TASKS FOR THIS EXERCISE:
1. In the court opinion on Forest Service danger trees, which Ninth Circuit case held that Park officials had to evaluate trees using a specific "Seven-Point" system?
2. Please carry on the court opinion about Forest Service danger trees, picking up right after its final sentence.

PAGE:
-- begin --

As a matter of brief introduction, the Forest Service Handbook defines “danger tree” as “[a] standing tree that presents a hazard to people due to conditions such as deterioration of or damage to the root system, trunk, stem, or limbs or the direction or lean of the tree.” (Doc. 19-1 at 6 (Section 40.5).) A “high-priority danger tree hazard” is “a road or road segments where danger trees are determined to be highly likely to fail and where those failures would be highly likely to cause injuries.” (Id.} Notably, neither definition provides precise parameters for evaluation. Right out the gate then, this case is distinguishable from the recent Ninth Circuit decision regarding a tree-related death at a campground in Yosemite National Park. See Kim v. United States, 940 F.3d 484 (9th Cir. 2019). In Kim, the court held that once Park officials undertook to inspect trees in the campground (a discretionary action), they were required to evaluate the risk posed by those trees using a specific “Seven-Point” system (a non-discretionary action). Id. at 488. No such system exists here; rather, this case more closely tracks that of Lam v. United States, where the Ninth Circuit concluded that although the Army Corp's hazardous tree policies required inspections of its campgrounds, “there is no requirement, checklist, or criteria for how to conduct these inspections or what they should cover.” 979 F.3d 665, 679 (9th Cir. 2020). Thus, as argued by the government, the very “threshold identification of a ‘danger tree' or ‘high-priority danger tree hazard' involves the exercise of a Forest Service employee's judgment[.]” (Doc. 19 at 19.)

As it relates more specifically to Plaintiffs' argument, Section 41.6 provides:

Roadway Maintenance [National Forest System] roadways and roadsides for movement of traffic should be maintained commensurate with the operational maintenance level assigned to the road (ch 6).... Road maintenance includes mitigating danger tree hazards that threaten safe use of the forest transportation system.
(Doc. 19-1 at 7.) Plaintiffs argue that “[t]here is no evidence in the record of a [Forest Service] employee who made any decision regarding the hazard trees that fell and struck the Goulds' vehicle. In other words, there is no evidence that the [Forest Service] inspected these two dead trees and decide [sic] they were not hazardous or decided not to remove them.” (Doc. 24 at 15.) Plaintiffs further argue that the Forest Service has no discretion in mitigating hazard trees based on Section 41.7(2)(g), which provides:
Mitigation of danger tree hazards should always be included as part of an administrative unit's annual program of road maintenance work. In situations where mitigation of tree hazards significantly impact a unit's entire road maintenance program, include specific references to the resources needed for and committed to ongoing mitigation in the annual road maintenance plan (FSM 7732.11).

-- end --

INFORMATION PROVIDED:
-- begin --

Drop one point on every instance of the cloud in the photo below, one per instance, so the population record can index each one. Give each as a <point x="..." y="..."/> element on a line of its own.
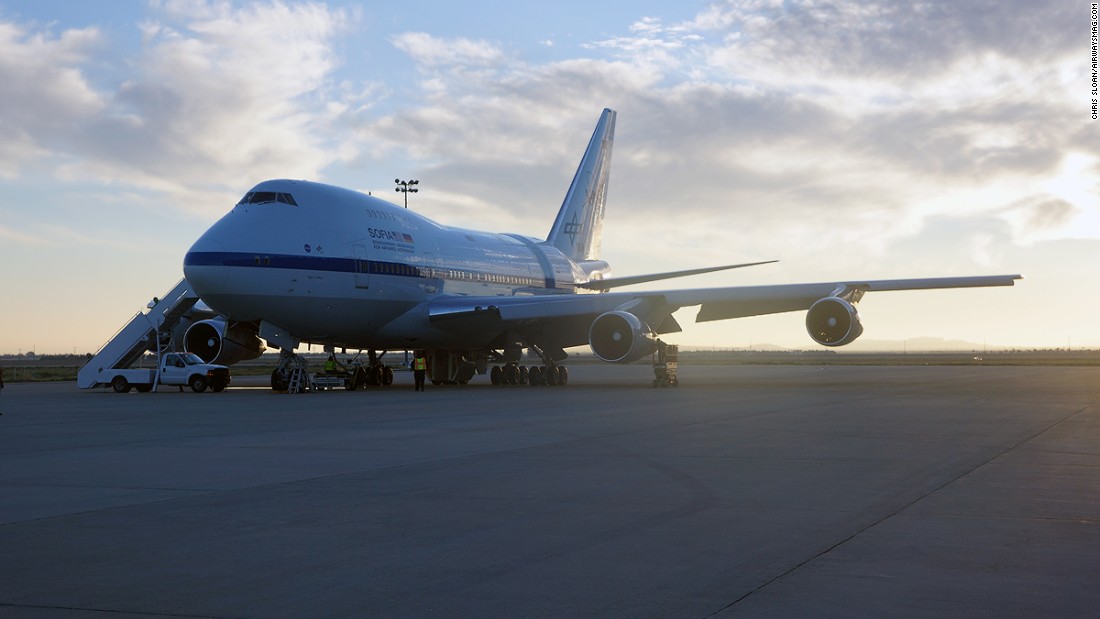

-- end --

ANSWERS TO THE PROBLEMS:
1. Kim v. United States, 940 F.3d 484 (9th Cir. 2019).

2.
(Doc. 19-1 at 9.) Plaintiffs' argument misses the mark as to both policies.

As it relates to Section 41.6, the question is not whether a governmental actor exercised his or her discretion here, but rather whether the policy allows for the exercise of discretion. Lam, 979 F.3d at 678. To be sure, Section 41.6 provides a general requirement for the Forest Service to consider danger tree hazards in its road maintenance activities. The provision does not, however, “specify how to carry out these general requirements.” Id. at 679. Although Plaintiffs provide no further argument as to how Section 41.6 eliminates the government's discretion, the requirements of “operational maintenance level” and “threaten safe use” are discussed below.

Forest system roads should be maintained “consistent with [the] operational maintenance level assign[ed] to [the] road.” (Doc. 19-1 at 7.) There are five different maintenance levels, Level 5 is the highest and roughly corresponds with a paved, two-lane road while Level 1 is the lowest and means the road is closed and not maintained. (Doc. 23-1 at 11.) Level 3, 4, and 5 roads are considered “public roads.” (Id.) Here, Road No. 7750 is a Level 3 road, (id. at 42), which means that it has a gravel surface and is “maintained for passenger cars,” specifically a sedanstyle vehicle, (id. at 11). Level 3 roads are also generally maintained on a three-year rotation as opposed to an annual basis. (Id. at 40.) Beyond that, however, Plaintiffs point to no specific guidance or requirements regarding vegetation management on Level 3 roads. See Morales v. United States, 895 F.3d 708, 714 (9th Cir. 2018) (explaining that where no specific guidance was provided in the policy “employees were left to exercise their judgment”).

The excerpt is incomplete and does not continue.